Your instructions => Convert the lines of the material from the one containing "Would you be able to tag the school" through the one containing "Query: chair backrest", both included, into a JSON list of strings with one string per line, leaving out blank lines.

Records for the task =>

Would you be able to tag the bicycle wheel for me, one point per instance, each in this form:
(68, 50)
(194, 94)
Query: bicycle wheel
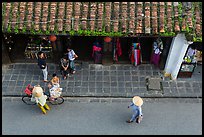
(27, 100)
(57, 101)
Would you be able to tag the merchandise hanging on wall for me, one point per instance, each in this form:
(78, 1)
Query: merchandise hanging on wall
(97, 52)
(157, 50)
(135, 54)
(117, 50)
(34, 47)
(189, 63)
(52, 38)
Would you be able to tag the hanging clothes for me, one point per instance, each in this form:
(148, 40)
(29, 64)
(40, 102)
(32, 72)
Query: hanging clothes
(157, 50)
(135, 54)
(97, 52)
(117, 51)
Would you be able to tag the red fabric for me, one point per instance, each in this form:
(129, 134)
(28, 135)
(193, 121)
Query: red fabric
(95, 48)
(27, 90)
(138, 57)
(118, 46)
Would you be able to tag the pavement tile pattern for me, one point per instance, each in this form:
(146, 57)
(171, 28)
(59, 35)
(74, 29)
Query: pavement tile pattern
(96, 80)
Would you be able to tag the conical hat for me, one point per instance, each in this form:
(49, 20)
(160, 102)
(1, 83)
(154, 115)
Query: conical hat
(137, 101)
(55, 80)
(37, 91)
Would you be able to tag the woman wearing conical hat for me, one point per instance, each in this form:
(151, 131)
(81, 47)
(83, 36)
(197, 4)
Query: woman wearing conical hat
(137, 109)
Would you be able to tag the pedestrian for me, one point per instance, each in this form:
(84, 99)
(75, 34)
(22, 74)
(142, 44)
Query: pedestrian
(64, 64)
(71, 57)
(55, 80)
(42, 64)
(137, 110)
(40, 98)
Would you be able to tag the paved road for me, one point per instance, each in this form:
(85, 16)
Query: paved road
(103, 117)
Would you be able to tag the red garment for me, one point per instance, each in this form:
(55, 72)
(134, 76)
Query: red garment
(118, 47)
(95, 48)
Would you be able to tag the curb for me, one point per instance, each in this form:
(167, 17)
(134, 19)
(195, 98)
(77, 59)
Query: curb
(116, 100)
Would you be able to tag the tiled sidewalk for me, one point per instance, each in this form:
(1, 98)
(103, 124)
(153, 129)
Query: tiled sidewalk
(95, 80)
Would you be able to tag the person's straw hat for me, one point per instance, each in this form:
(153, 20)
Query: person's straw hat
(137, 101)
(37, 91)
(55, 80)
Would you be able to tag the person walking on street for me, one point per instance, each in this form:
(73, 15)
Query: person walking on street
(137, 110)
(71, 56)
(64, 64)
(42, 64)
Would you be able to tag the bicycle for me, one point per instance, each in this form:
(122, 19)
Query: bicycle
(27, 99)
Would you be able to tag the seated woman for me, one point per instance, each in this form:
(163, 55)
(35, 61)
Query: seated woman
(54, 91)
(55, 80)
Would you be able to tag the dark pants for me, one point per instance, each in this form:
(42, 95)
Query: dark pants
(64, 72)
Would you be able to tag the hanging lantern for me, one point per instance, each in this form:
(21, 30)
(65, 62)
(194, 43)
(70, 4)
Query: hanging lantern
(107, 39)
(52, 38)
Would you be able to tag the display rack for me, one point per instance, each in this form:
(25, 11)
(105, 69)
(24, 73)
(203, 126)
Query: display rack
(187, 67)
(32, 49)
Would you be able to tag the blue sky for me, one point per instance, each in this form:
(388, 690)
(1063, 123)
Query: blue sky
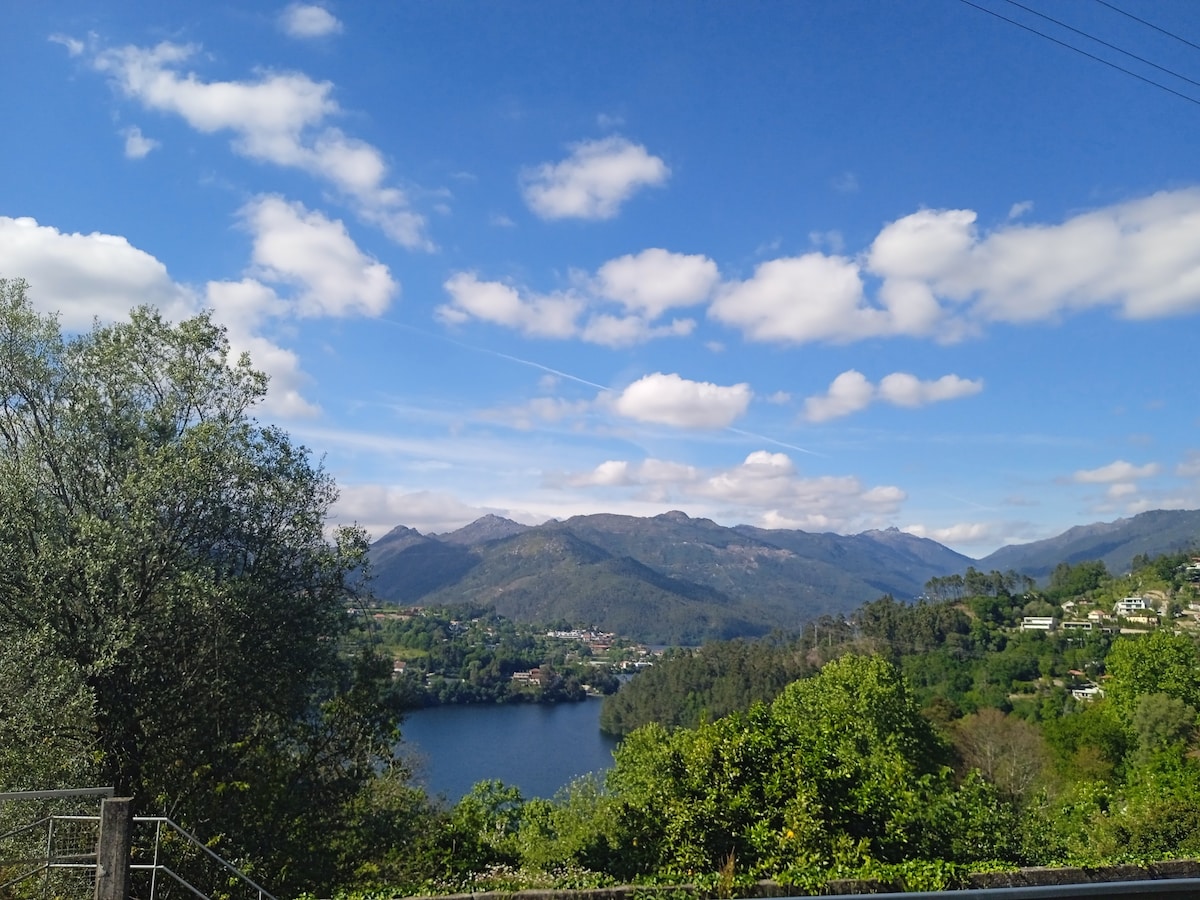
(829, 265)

==

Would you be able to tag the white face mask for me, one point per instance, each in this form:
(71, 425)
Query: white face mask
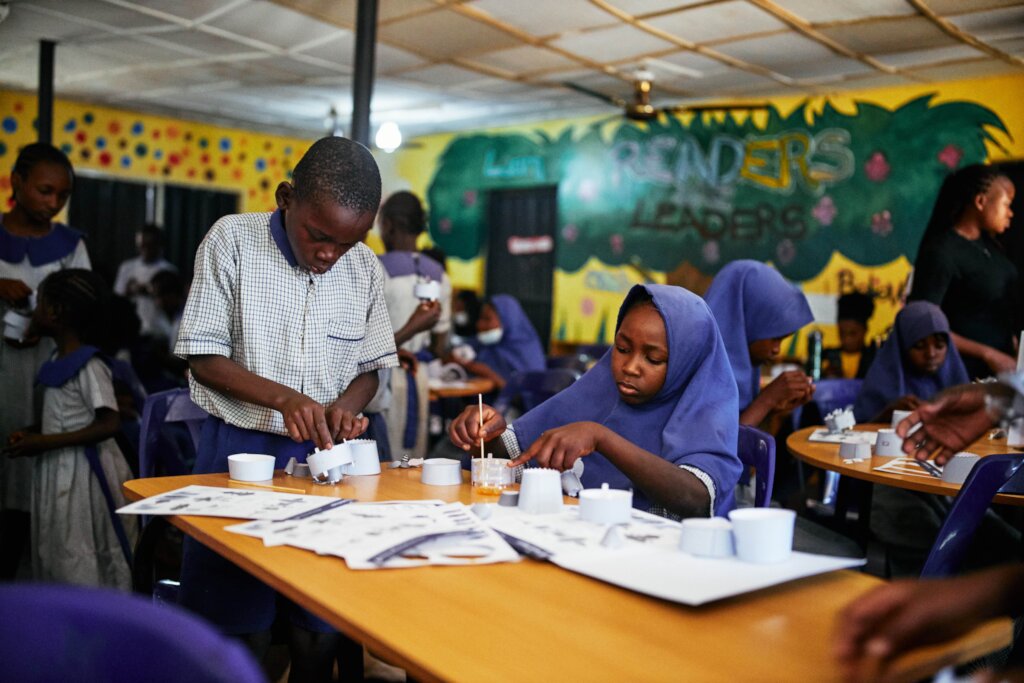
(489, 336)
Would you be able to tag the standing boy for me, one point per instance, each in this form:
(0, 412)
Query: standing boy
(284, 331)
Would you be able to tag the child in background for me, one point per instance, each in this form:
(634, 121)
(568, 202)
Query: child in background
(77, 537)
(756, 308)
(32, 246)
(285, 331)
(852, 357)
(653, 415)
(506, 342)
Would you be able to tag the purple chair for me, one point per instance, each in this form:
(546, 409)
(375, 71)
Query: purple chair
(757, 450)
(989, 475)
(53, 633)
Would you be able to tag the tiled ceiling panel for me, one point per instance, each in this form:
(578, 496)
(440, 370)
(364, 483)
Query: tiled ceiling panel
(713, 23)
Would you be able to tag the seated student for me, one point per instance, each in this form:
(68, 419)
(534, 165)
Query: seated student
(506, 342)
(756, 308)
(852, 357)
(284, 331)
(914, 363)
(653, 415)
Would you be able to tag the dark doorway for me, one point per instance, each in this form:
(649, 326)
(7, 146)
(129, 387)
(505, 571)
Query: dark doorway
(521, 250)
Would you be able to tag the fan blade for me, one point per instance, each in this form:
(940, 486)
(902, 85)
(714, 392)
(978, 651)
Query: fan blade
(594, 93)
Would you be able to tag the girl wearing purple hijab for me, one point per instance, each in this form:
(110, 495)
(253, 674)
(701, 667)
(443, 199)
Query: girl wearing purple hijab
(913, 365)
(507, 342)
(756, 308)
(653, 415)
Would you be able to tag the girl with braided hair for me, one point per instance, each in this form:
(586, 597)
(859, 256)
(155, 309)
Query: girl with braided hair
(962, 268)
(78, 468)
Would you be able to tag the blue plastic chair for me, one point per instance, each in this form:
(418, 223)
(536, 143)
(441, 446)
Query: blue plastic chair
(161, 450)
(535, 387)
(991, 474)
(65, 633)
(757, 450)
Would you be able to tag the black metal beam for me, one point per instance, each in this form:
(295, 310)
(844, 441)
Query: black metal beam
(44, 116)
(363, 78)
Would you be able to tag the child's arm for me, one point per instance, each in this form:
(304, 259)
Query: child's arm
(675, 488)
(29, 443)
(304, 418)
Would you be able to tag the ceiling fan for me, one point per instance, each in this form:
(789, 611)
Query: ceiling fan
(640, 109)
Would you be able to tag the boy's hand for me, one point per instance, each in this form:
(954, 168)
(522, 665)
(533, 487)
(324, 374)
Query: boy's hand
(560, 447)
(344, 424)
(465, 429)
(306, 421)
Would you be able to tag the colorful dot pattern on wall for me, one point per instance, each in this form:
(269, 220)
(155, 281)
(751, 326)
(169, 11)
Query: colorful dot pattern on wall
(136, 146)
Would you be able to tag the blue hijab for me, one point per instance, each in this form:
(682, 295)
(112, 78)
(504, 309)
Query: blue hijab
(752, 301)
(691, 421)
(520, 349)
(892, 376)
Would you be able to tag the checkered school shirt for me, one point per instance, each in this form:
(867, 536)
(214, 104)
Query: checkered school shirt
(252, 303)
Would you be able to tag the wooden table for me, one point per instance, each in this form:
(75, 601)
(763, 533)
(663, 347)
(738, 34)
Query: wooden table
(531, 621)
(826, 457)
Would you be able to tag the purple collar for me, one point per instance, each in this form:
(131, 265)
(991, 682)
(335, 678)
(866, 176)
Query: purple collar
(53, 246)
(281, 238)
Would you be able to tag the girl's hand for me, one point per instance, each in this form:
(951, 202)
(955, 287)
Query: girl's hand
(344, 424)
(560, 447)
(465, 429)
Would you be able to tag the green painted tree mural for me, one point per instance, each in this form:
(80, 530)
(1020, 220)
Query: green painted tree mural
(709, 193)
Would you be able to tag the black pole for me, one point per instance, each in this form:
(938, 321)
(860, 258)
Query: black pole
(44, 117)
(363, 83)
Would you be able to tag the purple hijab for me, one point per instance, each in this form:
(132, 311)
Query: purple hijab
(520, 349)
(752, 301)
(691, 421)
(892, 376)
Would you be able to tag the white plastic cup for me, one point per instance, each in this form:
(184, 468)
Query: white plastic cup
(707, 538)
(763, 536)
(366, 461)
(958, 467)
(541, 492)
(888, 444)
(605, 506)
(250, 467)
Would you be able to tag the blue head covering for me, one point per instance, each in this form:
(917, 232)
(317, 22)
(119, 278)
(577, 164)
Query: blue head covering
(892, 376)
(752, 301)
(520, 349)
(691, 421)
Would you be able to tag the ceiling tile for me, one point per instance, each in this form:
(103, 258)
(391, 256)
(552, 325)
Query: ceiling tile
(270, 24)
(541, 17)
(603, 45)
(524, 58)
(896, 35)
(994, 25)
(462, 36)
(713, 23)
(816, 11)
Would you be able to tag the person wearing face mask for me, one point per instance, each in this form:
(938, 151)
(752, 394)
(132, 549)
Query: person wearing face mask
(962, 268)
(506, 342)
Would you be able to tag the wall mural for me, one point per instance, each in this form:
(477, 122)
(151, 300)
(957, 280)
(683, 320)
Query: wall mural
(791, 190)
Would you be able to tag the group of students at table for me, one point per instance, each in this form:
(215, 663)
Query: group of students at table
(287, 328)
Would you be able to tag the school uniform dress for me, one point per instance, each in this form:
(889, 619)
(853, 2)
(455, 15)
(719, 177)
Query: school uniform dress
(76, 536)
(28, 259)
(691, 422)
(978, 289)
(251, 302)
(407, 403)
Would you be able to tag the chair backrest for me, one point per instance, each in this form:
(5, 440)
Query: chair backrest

Answer in full =>
[
  "Would you be able to tag the school uniform dress for me, one point per instance, each in this form:",
  "(889, 619)",
  "(853, 2)",
  "(455, 15)",
  "(719, 177)",
  "Query: school uniform dress",
  "(76, 536)",
  "(28, 259)",
  "(691, 422)",
  "(978, 289)",
  "(251, 302)",
  "(407, 403)",
  "Would you be able to tag the chair backrest for me, one point per instance, each in this form:",
  "(5, 440)",
  "Query: chair backrest"
]